What is asked: Repeat every record below exactly, but leave out any pictures.
::: Records supplied
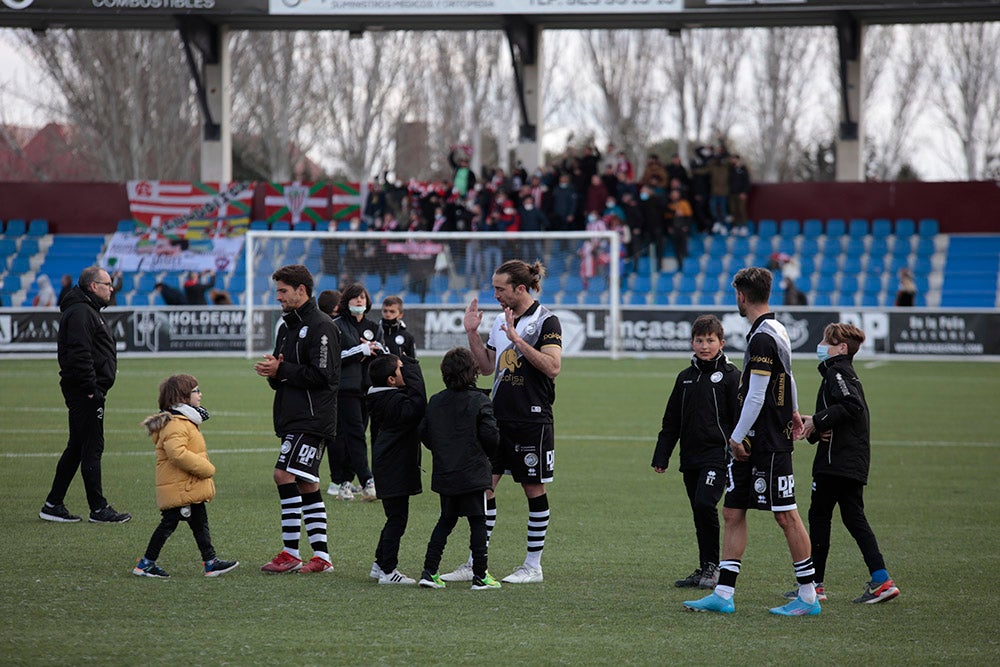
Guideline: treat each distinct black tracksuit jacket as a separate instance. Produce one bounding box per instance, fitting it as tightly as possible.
[652,352,740,472]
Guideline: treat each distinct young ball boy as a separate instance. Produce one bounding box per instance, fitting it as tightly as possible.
[652,315,740,588]
[368,354,427,584]
[420,347,500,591]
[376,295,417,359]
[786,323,899,604]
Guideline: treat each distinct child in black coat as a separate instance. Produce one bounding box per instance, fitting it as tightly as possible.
[368,354,427,584]
[420,347,500,591]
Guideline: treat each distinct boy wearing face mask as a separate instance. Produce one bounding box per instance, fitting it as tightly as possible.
[786,323,899,604]
[375,294,417,359]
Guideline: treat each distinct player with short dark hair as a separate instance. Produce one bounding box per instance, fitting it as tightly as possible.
[684,267,820,616]
[652,315,740,588]
[378,294,417,359]
[441,259,562,584]
[786,323,899,604]
[254,264,340,574]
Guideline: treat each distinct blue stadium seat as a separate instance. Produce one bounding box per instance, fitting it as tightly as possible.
[677,274,698,294]
[781,218,802,238]
[917,236,937,257]
[757,219,778,239]
[27,218,49,236]
[896,218,917,236]
[872,218,892,239]
[844,236,866,257]
[4,218,28,237]
[631,275,653,293]
[802,218,823,239]
[917,218,940,237]
[826,218,847,236]
[840,255,861,276]
[655,273,677,292]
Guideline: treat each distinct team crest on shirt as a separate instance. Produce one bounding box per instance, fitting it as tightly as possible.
[499,346,521,373]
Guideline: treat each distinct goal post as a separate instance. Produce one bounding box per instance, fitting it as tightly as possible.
[242,230,622,359]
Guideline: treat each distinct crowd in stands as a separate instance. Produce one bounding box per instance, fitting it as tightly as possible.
[349,142,750,280]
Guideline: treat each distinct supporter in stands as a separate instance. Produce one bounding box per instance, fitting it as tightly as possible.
[895,268,917,308]
[208,289,233,306]
[729,155,750,236]
[153,283,187,306]
[667,190,692,271]
[781,276,809,306]
[31,273,57,308]
[639,185,667,270]
[108,271,124,306]
[708,141,729,234]
[56,273,73,303]
[691,146,712,234]
[666,153,691,199]
[448,146,476,197]
[184,271,215,306]
[639,153,667,187]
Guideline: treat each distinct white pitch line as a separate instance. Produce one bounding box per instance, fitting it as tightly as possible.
[0,430,1000,459]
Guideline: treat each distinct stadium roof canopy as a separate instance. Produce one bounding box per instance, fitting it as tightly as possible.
[0,0,1000,32]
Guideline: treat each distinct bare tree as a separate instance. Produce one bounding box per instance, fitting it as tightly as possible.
[747,28,830,181]
[302,32,412,179]
[934,23,1000,180]
[579,30,669,167]
[19,30,198,181]
[231,32,321,181]
[863,26,932,180]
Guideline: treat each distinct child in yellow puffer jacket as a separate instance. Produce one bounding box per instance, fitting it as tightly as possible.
[132,374,239,579]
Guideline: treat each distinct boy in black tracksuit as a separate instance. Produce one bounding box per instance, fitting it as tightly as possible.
[652,315,740,588]
[420,347,500,590]
[368,354,427,584]
[803,323,899,604]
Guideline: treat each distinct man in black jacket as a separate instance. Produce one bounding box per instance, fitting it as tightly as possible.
[38,266,132,523]
[786,323,899,604]
[652,315,740,588]
[254,264,340,574]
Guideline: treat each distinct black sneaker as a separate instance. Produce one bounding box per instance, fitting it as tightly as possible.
[205,558,240,577]
[698,563,719,589]
[90,505,132,523]
[674,567,701,588]
[38,503,80,523]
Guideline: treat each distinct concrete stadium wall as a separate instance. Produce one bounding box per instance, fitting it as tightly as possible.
[0,181,1000,234]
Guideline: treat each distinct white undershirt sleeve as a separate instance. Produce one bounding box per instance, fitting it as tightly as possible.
[730,373,769,442]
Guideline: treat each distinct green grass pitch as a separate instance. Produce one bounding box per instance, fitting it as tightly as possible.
[0,357,1000,665]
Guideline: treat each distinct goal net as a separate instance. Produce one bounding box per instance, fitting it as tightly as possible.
[241,231,621,358]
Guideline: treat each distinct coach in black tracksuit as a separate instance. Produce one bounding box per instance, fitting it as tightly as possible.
[330,283,385,500]
[652,348,740,586]
[39,266,131,523]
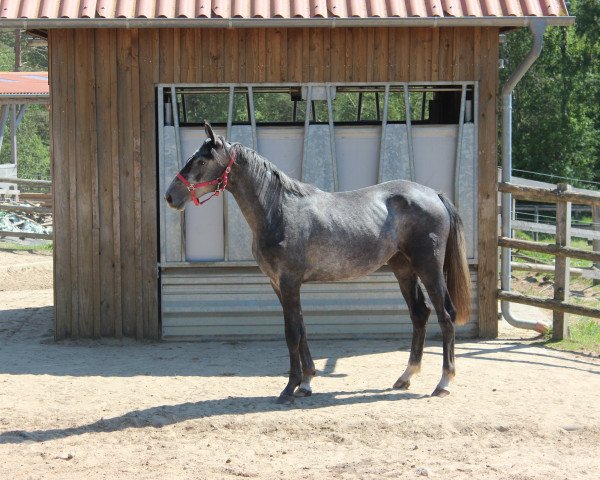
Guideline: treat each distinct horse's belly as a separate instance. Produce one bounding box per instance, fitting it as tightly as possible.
[303,239,396,282]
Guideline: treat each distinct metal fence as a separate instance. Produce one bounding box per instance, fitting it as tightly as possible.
[498,182,600,340]
[0,177,53,240]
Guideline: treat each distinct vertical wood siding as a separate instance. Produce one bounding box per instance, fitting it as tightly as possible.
[49,28,498,339]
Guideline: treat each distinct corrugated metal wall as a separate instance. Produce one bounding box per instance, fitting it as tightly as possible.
[162,267,478,339]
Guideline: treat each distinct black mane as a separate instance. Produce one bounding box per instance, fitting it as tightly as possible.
[232,143,318,197]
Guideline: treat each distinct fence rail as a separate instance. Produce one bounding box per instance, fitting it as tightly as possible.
[0,177,53,240]
[497,182,600,340]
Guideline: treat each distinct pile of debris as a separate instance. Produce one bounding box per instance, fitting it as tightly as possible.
[0,200,52,237]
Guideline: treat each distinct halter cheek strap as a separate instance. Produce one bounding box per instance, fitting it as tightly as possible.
[177,150,237,206]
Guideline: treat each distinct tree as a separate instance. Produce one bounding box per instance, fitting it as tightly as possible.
[502,0,600,188]
[0,30,50,179]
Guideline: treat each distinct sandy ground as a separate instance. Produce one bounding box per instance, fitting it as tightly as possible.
[0,252,600,480]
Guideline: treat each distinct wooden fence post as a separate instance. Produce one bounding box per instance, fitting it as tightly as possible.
[592,205,600,285]
[552,183,571,340]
::::::
Finished exercise:
Guideline: treat each distinct black tracksuit jacket as a separate instance. Produce one bounding box per instance, fitting it as tightly as possible.
[652,352,740,472]
Guideline: treat each distinct young ball boy as a separate instance. Produce one bounding box per instance, fitting it as tightly as possible.
[652,315,740,588]
[368,354,427,584]
[420,347,500,591]
[376,295,417,359]
[786,323,899,604]
Guideline: treat each distinct child in black coat as a separate instance. Produce one bounding box per instance, fitting it as tightly as possible.
[368,354,427,584]
[420,347,500,591]
Guideline: treat each distinct boy wearing face mask as a separate instance. Produce one bounding box per instance, fitting it as tightly as possible.
[786,323,899,604]
[375,294,417,359]
Guideline: treat each distinct player with short dark hair as a separate instance. Produce one bounding box per instance, fitting it as tightly as possible.
[684,267,820,616]
[652,315,740,588]
[378,294,417,359]
[441,259,562,584]
[786,323,899,604]
[254,264,340,574]
Guideline: treat each distinct blue stadium seat as a separate instance. Produce one bounding box per instance, fitting it as tightly as possible.
[677,274,698,294]
[781,218,802,238]
[917,236,937,257]
[757,219,778,239]
[27,218,49,236]
[896,218,917,236]
[872,218,892,239]
[844,236,866,257]
[4,218,28,237]
[631,275,653,293]
[802,218,823,239]
[917,218,940,237]
[826,218,847,236]
[840,255,861,276]
[655,273,677,292]
Guideline: treat each distinct team crest on shirt as a separate instance. Produce one bounding box per instance, fitting it as tightly as possible.
[499,346,521,373]
Guideline: treat each distinct goal post as a separate instance. Produce one bounding box per instance, fitting it as tightly as possible.
[242,230,622,359]
Guideline: treat each distinct crowd in stands as a separate instance. Produce one bounding box per instance, fitting it as tightly as possible.
[349,142,750,280]
Guideline: treat each distinct supporter in stands as a separate instance. Produce one bounding box per instance, fitting it as tightly as possible.
[895,268,917,308]
[208,289,233,306]
[729,155,750,236]
[153,283,187,306]
[667,190,692,271]
[781,276,809,306]
[31,273,57,308]
[639,185,667,270]
[108,271,124,306]
[708,141,729,234]
[56,273,73,303]
[691,146,712,234]
[666,153,691,199]
[448,146,476,197]
[184,271,215,306]
[639,153,667,187]
Guideline: treat each distinct white pitch line as a separate instance. Produce one bounding box per instance, fitting it as tightly as possible.
[0,430,1000,459]
Guideline: treat each distinct stadium roof canopy as a separate instance. Produce one bounding box per instance, fitting it as tightly as possible.
[0,0,1000,32]
Guideline: treat each distinct bare tree as a separate instance. Produce one bounding box per instance, fitting it as tightly as possible.
[747,28,830,181]
[302,32,412,179]
[934,23,1000,180]
[579,30,669,167]
[19,30,198,181]
[231,32,321,181]
[863,26,932,180]
Guideline: treat each distinct child in yellow puffer jacket as a separate instance. Produce one bounding box per instance, fitting it as tightly as possible.
[132,374,239,579]
Guideline: treat each distinct boy in black tracksuit as a separate instance. Produce one bounding box per instance, fitting it as tightly as possible.
[652,315,740,588]
[420,347,500,590]
[368,354,427,584]
[803,323,899,604]
Guideline: treat each distinct man in black jacket as a separate instance. Produce one bounding box per instance, fitting it as tightly as possible.
[38,266,132,523]
[786,323,899,604]
[652,315,740,588]
[254,264,340,574]
Guideline: treat each distinct black sneaker as a separate instance. Produce one bounding box per instance, fitting it as tightly as possible.
[205,558,240,577]
[698,563,719,589]
[90,505,132,523]
[674,567,701,588]
[38,503,80,523]
Guideline: treat each distinct concrete stadium wall as a separate instance. Produce one bounding box per instance, fitting it as tightly as possible.
[0,181,1000,234]
Guideline: treat each distinct white undershirt sleeve as a separate instance. Produce one bounding box per instance, fitting it as tightly as possible.
[730,373,769,442]
Guideline: treat each distinct green grass pitch as a separate instance. Produce one bounding box per instance, fitting it as tightly as possible.
[0,357,1000,665]
Guideline: treat each distinct goal net as a separate instance. Produce one bounding box per instance, fitting it as tightly as possible.
[241,231,621,358]
Guideline: treat each distinct coach in black tracksuit as a separate instance. Produce one bounding box per instance, fitting it as tightly as possible.
[330,283,385,500]
[652,348,740,586]
[39,266,131,523]
Guideline: treat each distinct horse's belly as a separate instance. Produce one bounding box per instance, fitting it as tightly as possible.
[303,239,396,282]
Guideline: treat each distinct metal fence as a separate instance. Produce one bounding box per instance, fitting it as tightly as possible.
[498,182,600,340]
[0,177,53,240]
Guideline: treat each distinct vertical wood siding as a separate instance. Produce one bounding box per instance, fitting it as tightly as possible.
[49,28,498,339]
Guideline: treat each distinct corrugated metal wall as a separate instance. Produce one bounding box per instance, fitting it as tightly as possible.
[162,267,478,339]
Guideline: treat each distinct black mane as a separate instance. Produce one bounding box per instance, fitting it as tightly as possible.
[232,143,318,197]
Guideline: treat each distinct fence rail as a separate instance. Produce one bounding box per instance, fitting it as tightly as possible.
[0,177,53,240]
[497,182,600,340]
Guideline: treat each distinct pile of debris as a separate instance. Produce one bounding box per instance, fitting it as tightly as possible.
[0,200,52,237]
Guideline: treat each distinct halter cheek strap as a separate instance. Produce one bounding box per instance, fitting it as tightly as possible.
[177,150,237,206]
Guideline: treat each distinct tree as a separate instance. Produce one bounding box per instance, fitting it as tightly as possible.
[502,0,600,188]
[0,30,50,179]
Guideline: treat each distinct sandy ground as a separate instance. Produce one bounding box per instance, fitting it as tightly as possible.
[0,252,600,480]
Guideline: treat each distinct wooden fence post as a separate instance. Produce one bounding box per instance, fitting it as tightly as possible.
[592,205,600,285]
[552,183,571,340]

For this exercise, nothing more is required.